* _Kutipan Teks_
^^^^^^^^

Dengan demikian, firman Tuhan akan selalu terbayang pada tiap langkah, dan tiap
nafas sang tokoh. Oleh karena itu, manusia yang religius adalah manusia yang
pandangannya, sikapnya, dan perilakunya di dunia ini dinafasi oleh firman Tuhan.
Demikian halnya
dengan Novel Daun pun Berdzikir karya
Taufiqurrahman Al Azizy sarat akan penggambaran nilai religius. Dalam novel Daun pun Berdzikir erat hubungannya
dalam masyarakat yang dapat membangkitkan kekuatan batin dan spritual
pembangunan iman. Apabila dihayati dan dikembangkan dapat menciptakan
nilai-nilai positif yang sangat bermanfaat di kalangan masyarakat.
Novel tersebut,
merupakan sebuah novel religius yang sangat inspiratif yang akan menuntun pembaca
menemukan cinta berlandaskan kecintaan kepada Sang Maha Kuasa, karena hanya
berbekal cinta kepada-Nya, hidup akan bahagia. Pembaca akan tetap teguh dan
tegar menatap dunia dengan optimis walau cobaan terus menghantam.
Untuk memahami
nilai reegius yang terdpat dalam Novel Daun
pun Berdzikir karya Taufiqurrahman Al Azizy, dapat dilihat uraian berikut.

^^^^^^^^

* _Catatan Rujukan_
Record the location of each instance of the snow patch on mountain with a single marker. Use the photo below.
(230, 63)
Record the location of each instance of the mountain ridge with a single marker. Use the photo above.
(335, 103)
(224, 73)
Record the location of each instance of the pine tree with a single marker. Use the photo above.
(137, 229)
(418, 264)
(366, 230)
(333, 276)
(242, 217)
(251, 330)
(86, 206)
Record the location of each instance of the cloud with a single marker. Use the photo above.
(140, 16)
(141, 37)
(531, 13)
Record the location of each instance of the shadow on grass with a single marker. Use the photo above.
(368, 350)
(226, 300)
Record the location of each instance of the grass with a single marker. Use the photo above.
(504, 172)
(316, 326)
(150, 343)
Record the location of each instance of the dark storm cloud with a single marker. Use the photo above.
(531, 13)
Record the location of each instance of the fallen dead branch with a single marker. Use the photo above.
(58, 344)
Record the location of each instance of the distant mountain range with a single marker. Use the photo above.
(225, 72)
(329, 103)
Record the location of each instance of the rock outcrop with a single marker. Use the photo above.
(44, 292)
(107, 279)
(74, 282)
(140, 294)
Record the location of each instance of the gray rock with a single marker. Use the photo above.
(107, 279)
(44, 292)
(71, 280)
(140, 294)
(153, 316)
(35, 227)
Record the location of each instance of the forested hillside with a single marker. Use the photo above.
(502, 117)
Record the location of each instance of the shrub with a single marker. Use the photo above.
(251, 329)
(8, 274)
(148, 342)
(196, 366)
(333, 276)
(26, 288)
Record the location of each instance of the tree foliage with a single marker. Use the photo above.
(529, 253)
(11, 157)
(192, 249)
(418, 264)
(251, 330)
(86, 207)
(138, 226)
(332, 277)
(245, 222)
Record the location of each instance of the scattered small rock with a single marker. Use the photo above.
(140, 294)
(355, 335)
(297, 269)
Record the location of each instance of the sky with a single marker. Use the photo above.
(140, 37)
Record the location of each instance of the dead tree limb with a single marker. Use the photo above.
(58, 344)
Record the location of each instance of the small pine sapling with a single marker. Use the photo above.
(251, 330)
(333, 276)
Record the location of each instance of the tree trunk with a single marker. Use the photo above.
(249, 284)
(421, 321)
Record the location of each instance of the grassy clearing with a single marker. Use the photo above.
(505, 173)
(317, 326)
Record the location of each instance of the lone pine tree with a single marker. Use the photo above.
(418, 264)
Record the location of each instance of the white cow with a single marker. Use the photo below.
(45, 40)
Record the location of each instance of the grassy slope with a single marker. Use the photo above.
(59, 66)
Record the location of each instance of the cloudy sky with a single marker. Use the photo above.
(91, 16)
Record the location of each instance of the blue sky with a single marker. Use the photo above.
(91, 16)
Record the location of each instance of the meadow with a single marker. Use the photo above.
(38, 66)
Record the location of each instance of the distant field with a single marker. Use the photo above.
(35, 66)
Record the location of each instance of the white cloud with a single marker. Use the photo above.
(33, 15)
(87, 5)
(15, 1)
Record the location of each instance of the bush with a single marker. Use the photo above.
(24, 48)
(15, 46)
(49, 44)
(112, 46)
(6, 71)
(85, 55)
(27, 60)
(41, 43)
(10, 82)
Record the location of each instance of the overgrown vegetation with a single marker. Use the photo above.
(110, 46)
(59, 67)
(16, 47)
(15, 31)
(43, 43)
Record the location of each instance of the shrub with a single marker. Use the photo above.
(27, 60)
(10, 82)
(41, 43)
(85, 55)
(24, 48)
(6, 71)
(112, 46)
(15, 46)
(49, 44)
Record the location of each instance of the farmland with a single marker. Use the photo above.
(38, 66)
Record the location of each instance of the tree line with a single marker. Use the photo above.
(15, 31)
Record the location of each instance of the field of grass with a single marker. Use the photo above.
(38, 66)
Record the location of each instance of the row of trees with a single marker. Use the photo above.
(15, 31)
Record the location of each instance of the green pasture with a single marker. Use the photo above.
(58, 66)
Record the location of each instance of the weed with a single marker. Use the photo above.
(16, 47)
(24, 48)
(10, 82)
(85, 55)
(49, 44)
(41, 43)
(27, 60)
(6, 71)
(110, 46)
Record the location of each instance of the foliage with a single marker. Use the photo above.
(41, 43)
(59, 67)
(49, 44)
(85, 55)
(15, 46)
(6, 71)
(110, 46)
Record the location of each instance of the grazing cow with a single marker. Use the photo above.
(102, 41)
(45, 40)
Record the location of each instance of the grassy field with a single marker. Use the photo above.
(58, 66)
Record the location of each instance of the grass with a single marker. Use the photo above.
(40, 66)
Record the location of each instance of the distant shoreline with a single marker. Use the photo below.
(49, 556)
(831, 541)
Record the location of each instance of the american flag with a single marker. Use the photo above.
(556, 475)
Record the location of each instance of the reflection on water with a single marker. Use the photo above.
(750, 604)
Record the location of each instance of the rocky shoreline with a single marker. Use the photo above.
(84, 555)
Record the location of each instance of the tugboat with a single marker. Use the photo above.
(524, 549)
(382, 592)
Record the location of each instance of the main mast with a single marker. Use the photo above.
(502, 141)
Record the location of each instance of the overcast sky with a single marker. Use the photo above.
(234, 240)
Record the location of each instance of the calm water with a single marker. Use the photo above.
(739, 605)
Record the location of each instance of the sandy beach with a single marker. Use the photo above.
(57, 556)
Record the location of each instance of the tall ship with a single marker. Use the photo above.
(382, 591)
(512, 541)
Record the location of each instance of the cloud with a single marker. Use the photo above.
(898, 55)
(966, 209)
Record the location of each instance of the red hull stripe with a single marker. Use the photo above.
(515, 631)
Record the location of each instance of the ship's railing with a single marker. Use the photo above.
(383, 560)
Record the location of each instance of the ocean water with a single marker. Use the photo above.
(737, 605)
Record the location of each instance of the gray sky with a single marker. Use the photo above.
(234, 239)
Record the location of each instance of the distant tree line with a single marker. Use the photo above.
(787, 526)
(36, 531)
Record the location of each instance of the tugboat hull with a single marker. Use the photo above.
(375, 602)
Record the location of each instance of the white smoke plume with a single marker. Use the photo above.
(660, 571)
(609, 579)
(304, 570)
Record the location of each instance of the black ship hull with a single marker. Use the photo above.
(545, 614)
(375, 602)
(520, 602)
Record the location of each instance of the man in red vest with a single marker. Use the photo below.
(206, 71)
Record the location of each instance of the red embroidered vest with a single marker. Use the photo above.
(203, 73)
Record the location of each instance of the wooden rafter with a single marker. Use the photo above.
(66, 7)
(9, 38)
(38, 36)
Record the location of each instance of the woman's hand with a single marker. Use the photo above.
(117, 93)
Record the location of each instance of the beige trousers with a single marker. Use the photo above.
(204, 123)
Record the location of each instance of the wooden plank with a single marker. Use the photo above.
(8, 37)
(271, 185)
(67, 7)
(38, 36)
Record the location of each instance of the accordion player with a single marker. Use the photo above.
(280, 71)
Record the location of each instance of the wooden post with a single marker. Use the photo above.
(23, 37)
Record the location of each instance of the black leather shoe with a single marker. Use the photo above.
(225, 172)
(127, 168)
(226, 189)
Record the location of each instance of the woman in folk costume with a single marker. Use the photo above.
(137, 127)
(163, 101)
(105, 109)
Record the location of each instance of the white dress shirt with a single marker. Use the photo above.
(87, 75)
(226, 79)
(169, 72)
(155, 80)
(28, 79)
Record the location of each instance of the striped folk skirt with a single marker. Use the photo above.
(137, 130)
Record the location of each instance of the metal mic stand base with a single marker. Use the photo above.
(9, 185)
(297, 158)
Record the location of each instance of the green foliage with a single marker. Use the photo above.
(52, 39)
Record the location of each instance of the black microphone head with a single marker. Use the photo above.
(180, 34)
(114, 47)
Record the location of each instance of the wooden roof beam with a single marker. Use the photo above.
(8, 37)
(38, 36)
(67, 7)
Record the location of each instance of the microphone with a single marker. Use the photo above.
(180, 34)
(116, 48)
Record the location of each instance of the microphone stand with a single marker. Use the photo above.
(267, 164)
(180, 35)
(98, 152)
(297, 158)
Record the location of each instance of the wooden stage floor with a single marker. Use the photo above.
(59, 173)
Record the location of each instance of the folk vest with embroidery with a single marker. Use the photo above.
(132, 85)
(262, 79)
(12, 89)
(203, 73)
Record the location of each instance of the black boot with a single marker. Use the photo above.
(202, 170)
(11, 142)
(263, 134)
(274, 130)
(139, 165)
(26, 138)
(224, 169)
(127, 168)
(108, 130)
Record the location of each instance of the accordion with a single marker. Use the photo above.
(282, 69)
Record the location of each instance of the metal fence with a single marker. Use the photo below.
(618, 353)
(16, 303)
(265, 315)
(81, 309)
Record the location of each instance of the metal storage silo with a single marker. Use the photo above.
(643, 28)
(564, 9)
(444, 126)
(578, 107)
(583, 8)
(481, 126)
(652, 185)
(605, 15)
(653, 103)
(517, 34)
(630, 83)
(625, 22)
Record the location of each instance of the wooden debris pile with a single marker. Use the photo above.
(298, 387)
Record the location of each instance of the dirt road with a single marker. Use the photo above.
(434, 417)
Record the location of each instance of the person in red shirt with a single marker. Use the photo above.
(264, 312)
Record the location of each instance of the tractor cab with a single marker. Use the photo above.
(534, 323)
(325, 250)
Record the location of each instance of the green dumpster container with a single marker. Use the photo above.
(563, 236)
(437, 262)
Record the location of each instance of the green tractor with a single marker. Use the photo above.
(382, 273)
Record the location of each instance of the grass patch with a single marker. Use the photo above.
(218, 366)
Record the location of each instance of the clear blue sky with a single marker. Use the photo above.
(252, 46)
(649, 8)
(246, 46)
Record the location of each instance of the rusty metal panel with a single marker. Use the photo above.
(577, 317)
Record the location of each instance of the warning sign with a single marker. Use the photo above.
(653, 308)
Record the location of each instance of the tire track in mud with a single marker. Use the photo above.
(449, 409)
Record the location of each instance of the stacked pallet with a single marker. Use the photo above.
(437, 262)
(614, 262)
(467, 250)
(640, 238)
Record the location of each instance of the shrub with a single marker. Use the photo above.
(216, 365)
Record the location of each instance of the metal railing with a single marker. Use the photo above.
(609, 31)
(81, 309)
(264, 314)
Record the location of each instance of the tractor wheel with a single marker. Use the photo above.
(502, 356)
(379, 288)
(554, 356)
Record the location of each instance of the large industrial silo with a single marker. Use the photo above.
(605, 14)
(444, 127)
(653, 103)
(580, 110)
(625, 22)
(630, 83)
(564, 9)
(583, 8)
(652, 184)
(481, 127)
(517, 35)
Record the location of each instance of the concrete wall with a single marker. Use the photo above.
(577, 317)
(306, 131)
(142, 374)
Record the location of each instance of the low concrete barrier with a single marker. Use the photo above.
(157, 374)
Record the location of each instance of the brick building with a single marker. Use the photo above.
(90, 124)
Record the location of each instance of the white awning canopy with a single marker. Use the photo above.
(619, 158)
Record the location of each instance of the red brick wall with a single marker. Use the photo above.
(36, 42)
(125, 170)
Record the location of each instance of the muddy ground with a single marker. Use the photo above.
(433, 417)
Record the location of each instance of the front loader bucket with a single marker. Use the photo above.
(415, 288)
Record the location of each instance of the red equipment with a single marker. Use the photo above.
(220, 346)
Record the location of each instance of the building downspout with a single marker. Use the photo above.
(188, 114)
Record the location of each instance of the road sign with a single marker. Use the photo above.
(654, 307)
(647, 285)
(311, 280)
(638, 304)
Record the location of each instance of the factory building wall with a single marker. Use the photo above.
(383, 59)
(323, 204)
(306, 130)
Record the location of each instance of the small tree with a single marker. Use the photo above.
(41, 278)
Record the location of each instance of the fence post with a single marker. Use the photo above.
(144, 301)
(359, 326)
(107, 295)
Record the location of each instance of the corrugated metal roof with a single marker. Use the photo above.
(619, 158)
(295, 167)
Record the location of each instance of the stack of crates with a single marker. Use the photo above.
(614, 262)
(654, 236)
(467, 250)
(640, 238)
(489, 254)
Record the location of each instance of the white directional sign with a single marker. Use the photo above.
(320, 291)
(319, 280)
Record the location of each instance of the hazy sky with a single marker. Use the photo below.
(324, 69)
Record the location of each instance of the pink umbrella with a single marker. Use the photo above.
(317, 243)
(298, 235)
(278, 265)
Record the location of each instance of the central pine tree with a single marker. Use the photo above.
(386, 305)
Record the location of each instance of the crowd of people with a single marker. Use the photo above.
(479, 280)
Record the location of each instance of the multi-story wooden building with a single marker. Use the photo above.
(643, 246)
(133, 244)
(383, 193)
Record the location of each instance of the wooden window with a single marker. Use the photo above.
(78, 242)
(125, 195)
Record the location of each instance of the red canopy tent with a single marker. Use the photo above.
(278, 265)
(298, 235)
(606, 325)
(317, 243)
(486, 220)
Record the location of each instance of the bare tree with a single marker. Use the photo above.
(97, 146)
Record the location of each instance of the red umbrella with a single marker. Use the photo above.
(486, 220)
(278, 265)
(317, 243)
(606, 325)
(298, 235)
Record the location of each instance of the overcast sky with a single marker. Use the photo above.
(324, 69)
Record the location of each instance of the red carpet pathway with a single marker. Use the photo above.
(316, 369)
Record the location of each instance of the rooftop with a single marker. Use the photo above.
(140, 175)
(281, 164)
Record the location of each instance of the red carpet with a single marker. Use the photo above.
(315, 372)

^^^^^^^^

* _Daftar Tugas_
(A) Tuliskan ulang bagian kutipan tentang novel Daun pun Berdzikir tanpa perubahan apa pun, dimulai pada "Demikian halnya" dan berakhir pada "di kalangan masyarakat.".
(B) Hitung jumlah baris catatan yang memuat kata "water". Berikan angkanya saja.

* _Jawaban_
(A)
Demikian halnya
dengan Novel Daun pun Berdzikir karya
Taufiqurrahman Al Azizy sarat akan penggambaran nilai religius. Dalam novel Daun pun Berdzikir erat hubungannya
dalam masyarakat yang dapat membangkitkan kekuatan batin dan spritual
pembangunan iman. Apabila dihayati dan dikembangkan dapat menciptakan
nilai-nilai positif yang sangat bermanfaat di kalangan masyarakat.

(B) 3